Excerpts of bounding box data

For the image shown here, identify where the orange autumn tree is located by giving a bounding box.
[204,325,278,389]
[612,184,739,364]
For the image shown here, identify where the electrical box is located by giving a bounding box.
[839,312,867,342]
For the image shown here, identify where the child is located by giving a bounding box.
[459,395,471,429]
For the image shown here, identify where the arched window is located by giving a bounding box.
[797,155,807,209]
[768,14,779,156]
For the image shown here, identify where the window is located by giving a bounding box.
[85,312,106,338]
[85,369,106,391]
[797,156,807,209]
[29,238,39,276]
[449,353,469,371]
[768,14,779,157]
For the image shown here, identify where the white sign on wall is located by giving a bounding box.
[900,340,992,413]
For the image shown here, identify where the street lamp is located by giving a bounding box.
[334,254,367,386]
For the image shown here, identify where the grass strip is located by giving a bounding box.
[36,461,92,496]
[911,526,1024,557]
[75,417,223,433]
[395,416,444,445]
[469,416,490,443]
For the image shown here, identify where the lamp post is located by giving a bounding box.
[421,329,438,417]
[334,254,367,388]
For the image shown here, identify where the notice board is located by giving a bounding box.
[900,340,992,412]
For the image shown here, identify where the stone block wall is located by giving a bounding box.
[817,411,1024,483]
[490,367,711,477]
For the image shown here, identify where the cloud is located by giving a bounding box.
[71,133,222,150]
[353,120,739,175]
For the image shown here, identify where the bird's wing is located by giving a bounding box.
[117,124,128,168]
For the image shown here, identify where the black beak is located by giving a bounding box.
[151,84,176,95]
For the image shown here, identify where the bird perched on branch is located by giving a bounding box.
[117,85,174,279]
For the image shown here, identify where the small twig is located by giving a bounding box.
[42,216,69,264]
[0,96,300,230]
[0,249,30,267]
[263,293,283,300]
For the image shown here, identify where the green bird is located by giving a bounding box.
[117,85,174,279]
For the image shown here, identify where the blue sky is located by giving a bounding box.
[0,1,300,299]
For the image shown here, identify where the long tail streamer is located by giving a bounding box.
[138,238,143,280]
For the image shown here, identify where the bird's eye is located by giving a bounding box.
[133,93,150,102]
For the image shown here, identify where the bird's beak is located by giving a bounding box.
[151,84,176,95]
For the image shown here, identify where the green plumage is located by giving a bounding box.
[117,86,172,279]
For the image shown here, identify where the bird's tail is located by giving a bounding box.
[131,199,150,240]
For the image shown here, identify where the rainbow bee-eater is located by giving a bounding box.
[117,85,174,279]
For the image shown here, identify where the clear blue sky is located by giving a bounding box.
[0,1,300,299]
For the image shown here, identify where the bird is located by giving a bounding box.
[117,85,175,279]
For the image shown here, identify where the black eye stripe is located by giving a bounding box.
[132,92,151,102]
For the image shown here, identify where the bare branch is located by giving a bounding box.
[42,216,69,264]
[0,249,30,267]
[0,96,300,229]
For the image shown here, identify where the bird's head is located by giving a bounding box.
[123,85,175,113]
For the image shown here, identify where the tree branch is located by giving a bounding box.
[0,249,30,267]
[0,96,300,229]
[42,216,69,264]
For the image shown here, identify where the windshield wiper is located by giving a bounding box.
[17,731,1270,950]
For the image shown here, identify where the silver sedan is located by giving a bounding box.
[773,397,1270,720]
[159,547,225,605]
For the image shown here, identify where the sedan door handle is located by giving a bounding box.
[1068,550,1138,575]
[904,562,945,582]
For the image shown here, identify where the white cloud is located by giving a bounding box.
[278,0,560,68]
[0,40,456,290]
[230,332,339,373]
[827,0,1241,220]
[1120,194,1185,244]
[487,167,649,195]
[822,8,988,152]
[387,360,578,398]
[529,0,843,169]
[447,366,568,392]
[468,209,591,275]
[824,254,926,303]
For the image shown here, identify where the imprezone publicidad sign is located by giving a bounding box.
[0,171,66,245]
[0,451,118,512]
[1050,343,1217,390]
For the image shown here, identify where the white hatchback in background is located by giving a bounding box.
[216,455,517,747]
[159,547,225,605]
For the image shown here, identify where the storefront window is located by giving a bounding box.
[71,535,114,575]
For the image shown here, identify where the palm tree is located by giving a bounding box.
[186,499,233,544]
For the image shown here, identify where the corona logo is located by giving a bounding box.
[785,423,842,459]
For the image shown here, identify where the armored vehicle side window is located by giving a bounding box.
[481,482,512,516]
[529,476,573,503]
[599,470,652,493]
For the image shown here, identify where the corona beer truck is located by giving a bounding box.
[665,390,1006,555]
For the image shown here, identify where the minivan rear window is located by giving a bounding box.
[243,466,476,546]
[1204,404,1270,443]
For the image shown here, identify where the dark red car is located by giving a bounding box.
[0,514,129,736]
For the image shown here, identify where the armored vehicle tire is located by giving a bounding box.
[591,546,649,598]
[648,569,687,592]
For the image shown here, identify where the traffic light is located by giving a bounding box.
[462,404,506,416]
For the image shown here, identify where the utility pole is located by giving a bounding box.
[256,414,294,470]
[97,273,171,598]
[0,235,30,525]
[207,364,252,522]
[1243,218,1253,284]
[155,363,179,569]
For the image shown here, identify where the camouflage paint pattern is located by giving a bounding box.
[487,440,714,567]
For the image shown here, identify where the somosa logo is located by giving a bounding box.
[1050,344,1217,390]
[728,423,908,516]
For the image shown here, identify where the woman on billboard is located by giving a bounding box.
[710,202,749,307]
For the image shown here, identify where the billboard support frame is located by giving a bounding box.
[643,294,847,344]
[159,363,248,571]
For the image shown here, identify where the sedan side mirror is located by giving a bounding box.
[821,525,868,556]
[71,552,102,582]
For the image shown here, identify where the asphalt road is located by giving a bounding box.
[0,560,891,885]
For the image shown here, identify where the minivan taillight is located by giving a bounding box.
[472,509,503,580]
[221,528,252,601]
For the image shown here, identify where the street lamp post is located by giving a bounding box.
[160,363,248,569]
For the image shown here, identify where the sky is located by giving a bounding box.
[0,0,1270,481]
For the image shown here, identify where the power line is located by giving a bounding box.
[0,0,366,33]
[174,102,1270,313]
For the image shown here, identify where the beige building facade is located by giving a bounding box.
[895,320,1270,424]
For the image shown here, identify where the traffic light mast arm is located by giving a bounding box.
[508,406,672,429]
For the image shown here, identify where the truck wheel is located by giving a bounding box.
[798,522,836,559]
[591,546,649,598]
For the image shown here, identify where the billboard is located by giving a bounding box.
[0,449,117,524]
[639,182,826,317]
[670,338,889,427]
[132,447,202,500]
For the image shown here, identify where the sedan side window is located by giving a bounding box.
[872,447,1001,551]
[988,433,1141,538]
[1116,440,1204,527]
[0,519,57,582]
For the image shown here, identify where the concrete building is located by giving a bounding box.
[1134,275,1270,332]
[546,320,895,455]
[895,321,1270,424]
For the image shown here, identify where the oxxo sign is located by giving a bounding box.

REQUIRED TASK: Render every line of the listing above as a Markdown table with the columns Row and Line, numbering the rows and omitting blank lines.

CORRECT RESPONSE:
| Row | Line |
|---|---|
| 1 | For the image shown here, identify where the orange autumn tree is located by giving a bounding box. |
| 2 | [204,325,278,389] |
| 3 | [612,184,739,364] |
| 4 | For the image shown here, identify where the electrical box is located by giving a bounding box. |
| 5 | [839,312,867,342] |
| 6 | For the image shown here, identify where the child is located by giving a bounding box. |
| 7 | [459,395,471,429] |
| 8 | For the image shown here, identify where the arched window is located by giving a bounding box. |
| 9 | [797,155,807,209] |
| 10 | [768,14,779,156] |
| 11 | For the image shown here, identify where the window is located by giving a bounding box. |
| 12 | [85,312,106,338] |
| 13 | [85,369,106,391] |
| 14 | [797,156,807,209] |
| 15 | [29,238,39,276] |
| 16 | [449,353,469,371] |
| 17 | [768,14,779,157] |
| 18 | For the image shown here, identify where the white sign on wall is located by giving a bounding box. |
| 19 | [900,340,992,413] |
| 20 | For the image shown here, identify where the street lamp is located by giving a bounding box. |
| 21 | [334,254,367,386] |
| 22 | For the image shown here, identify where the grass strip is located by giving a bounding box. |
| 23 | [36,461,92,496] |
| 24 | [911,526,1024,557] |
| 25 | [75,417,223,433] |
| 26 | [395,416,444,445] |
| 27 | [469,416,490,443] |
| 28 | For the image shown here, identify where the lamp post is located by giving a bounding box. |
| 29 | [421,329,438,417] |
| 30 | [334,254,367,388] |
| 31 | For the image shown here, identify where the notice board is located by giving a bounding box. |
| 32 | [900,340,992,412] |
| 33 | For the image shown here, identify where the stone block wall is located by giving a bounding box. |
| 34 | [817,411,1024,483] |
| 35 | [490,367,711,477] |
| 36 | For the image shown here, identify where the cloud is located by giving a bounding box. |
| 37 | [71,133,222,150] |
| 38 | [353,120,739,175] |
| 39 | For the image shown here, identify where the bird's wing is located by giving a bounding box. |
| 40 | [117,124,128,168] |
| 41 | For the image shown here, identify where the black beak is located by giving a bounding box. |
| 42 | [151,84,176,95] |
| 43 | For the image shown here, identify where the bird perched on branch is located by giving a bounding box. |
| 44 | [117,85,174,279] |
| 45 | For the image shown here, identify where the small twig is located by giving a bounding box. |
| 46 | [42,216,69,264] |
| 47 | [0,96,300,230] |
| 48 | [0,249,30,267] |
| 49 | [263,293,283,300] |
| 50 | For the image shown here, identify where the green bird is located by giving a bounding box. |
| 51 | [117,85,174,279] |
| 52 | For the image shown here, identify where the blue sky is located by giving a bounding box. |
| 53 | [0,1,300,299] |
| 54 | For the image shown here, identify where the long tail streamer is located by giving a bounding box. |
| 55 | [138,238,143,280] |
| 56 | For the image shown here, identify where the bird's eye is located by giving a bounding box. |
| 57 | [133,93,150,102] |
| 58 | For the image shown here, identify where the bird's beak is located by giving a bounding box. |
| 59 | [151,84,176,95] |
| 60 | For the image shown here, identify where the green plumage is located by giving a bounding box. |
| 61 | [117,86,172,279] |
| 62 | For the image shown here, identify where the bird's tail is located by giving a bounding box. |
| 63 | [131,199,150,240] |
| 64 | For the image shown here, identify where the rainbow bee-eater is located by giving a bounding box. |
| 65 | [117,85,174,279] |
| 66 | For the image shown here, identify where the clear blue sky is located by giving a bounding box. |
| 67 | [0,1,300,299] |
| 68 | For the image shown here, identify where the bird is located by giving a bounding box. |
| 69 | [117,85,175,279] |
| 70 | For the image shown here, identify where the black eye stripe is located by giving a bounding box. |
| 71 | [132,92,151,102] |
| 72 | For the image shown here, identify where the bare branch is located by giving a bounding box. |
| 73 | [42,216,69,264] |
| 74 | [0,249,30,267] |
| 75 | [0,96,300,229] |
| 76 | For the image shown here, identify where the bird's head is located by giving a bounding box. |
| 77 | [123,85,175,113] |
| 78 | For the image shown here, identify where the tree branch is located by giving a bounding box. |
| 79 | [0,249,30,267] |
| 80 | [0,96,300,229] |
| 81 | [42,216,69,264] |
| 82 | For the image shown here, identify where the windshield wiper is located by giving a bounding box. |
| 83 | [17,731,1270,950] |
| 84 | For the image shown here, identify where the silver sedan is located by giving a bounding box. |
| 85 | [773,397,1270,720] |
| 86 | [159,547,225,605] |
| 87 | For the image shown here, identify where the sedan door handle is located by giving a bounding box. |
| 88 | [1068,550,1138,575] |
| 89 | [904,562,945,582] |
| 90 | For the image shown here, identify where the white cloud is located by giving a bounding box. |
| 91 | [278,0,560,68] |
| 92 | [0,40,456,290] |
| 93 | [230,332,339,373] |
| 94 | [827,0,1241,220] |
| 95 | [1120,194,1185,244] |
| 96 | [487,167,649,195] |
| 97 | [822,8,988,152] |
| 98 | [387,360,578,398] |
| 99 | [529,0,843,169] |
| 100 | [447,366,568,392] |
| 101 | [468,209,591,275] |
| 102 | [824,254,926,303] |
| 103 | For the image shown here, identify where the imprezone publicidad sign is located by giving a bounding box. |
| 104 | [0,171,66,245] |
| 105 | [0,451,118,512] |
| 106 | [1050,343,1217,390] |
| 107 | For the image shown here, identify where the white hatchback in background is located by giving a bounding box. |
| 108 | [216,455,517,747] |
| 109 | [159,547,225,605] |
| 110 | For the image shown here, identify where the storefront window is located by giving a bounding box. |
| 111 | [71,535,114,575] |
| 112 | For the image shown here, identify where the palm tree is located by giving a bounding box. |
| 113 | [186,499,233,544] |
| 114 | For the image shown here, identify where the corona logo is located by giving a bounding box. |
| 115 | [785,423,842,459] |
| 116 | For the image shown here, identify where the armored vehicle side window is located by giving a bounding box. |
| 117 | [481,482,512,516] |
| 118 | [529,476,573,503] |
| 119 | [599,470,652,493] |
| 120 | For the image shown here, identify where the corona beer truck is located by giving a bounding box. |
| 121 | [665,390,1006,555] |
| 122 | For the image shown here, identify where the minivan rear window is located by giving a bounding box. |
| 123 | [243,466,476,546] |
| 124 | [1204,404,1270,443] |
| 125 | For the image shown here, identify where the dark red car is located by giving a bounding box. |
| 126 | [0,514,129,736] |
| 127 | For the image shown here, identify where the armored vehicle tire is located by giving a bounding box. |
| 128 | [591,546,649,598] |
| 129 | [648,569,687,592] |
| 130 | For the image shown here, identify where the traffic light is located by giving a bounding box. |
| 131 | [462,404,506,416] |
| 132 | For the image shown here, identify where the utility pole is located by giving a bounding box. |
| 133 | [256,414,294,470] |
| 134 | [97,273,171,598] |
| 135 | [0,235,30,525] |
| 136 | [207,364,252,522] |
| 137 | [1243,218,1253,284] |
| 138 | [155,363,179,569] |
| 139 | For the image shown here, identify where the camouflage paint pattern is located by giving a bounding box. |
| 140 | [487,440,714,567] |
| 141 | For the image shown here, identify where the somosa logo is located by giving a bounding box. |
| 142 | [1050,344,1217,390] |
| 143 | [728,423,908,516] |
| 144 | For the image shown here, identify where the woman on billboard is located by giving a bounding box. |
| 145 | [710,202,749,307] |
| 146 | For the image shown here, identify where the billboard support frame is located by giving a bounding box. |
| 147 | [643,294,847,344] |
| 148 | [159,363,248,571] |
| 149 | For the image shown here, identify where the sedan side mirror is located by giving a bounding box. |
| 150 | [821,525,868,556] |
| 151 | [71,552,102,582] |
| 152 | For the image shown here, identify where the asphalt road is located by giving a bounding box. |
| 153 | [0,560,891,885] |
| 154 | For the image shown here, identify where the minivan taillight is located by giving a bounding box. |
| 155 | [472,509,503,580] |
| 156 | [221,528,252,601] |
| 157 | For the image shown here, identify where the street lamp post is located by giving a bounding box. |
| 158 | [160,363,248,569] |
| 159 | For the image shown here, identify where the sky is located by giving a bounding box. |
| 160 | [0,0,1270,481] |
| 161 | For the image shown here, identify where the power line is located by giving a bounding box. |
| 162 | [0,0,366,33] |
| 163 | [174,102,1270,313] |
| 164 | For the image shown here, identify where the beige building facade is located by giving a bounding box. |
| 165 | [895,320,1270,424] |
| 166 | For the image shown here, identify where the traffic light mast arm is located by giving a bounding box. |
| 167 | [508,406,672,429] |
| 168 | For the image shown here, identify where the truck wheel is located by giving a bounding box. |
| 169 | [798,522,836,559] |
| 170 | [591,546,649,598] |
| 171 | For the image shown here, identify where the billboard is located by giving a bounding box. |
| 172 | [0,449,117,524] |
| 173 | [639,182,826,317] |
| 174 | [670,338,889,427] |
| 175 | [132,447,202,500] |
| 176 | For the image shown here, identify where the sedan side window is located by giving a bounding box. |
| 177 | [872,447,1001,551] |
| 178 | [988,433,1141,538] |
| 179 | [1116,440,1204,527] |
| 180 | [0,519,57,582] |
| 181 | For the image shown here, identify where the concrete building is located by giving a bounding box. |
| 182 | [1134,275,1270,332] |
| 183 | [546,320,895,455] |
| 184 | [895,321,1270,424] |
| 185 | For the image shown here, identify where the oxxo sign is located by giving a bounding box. |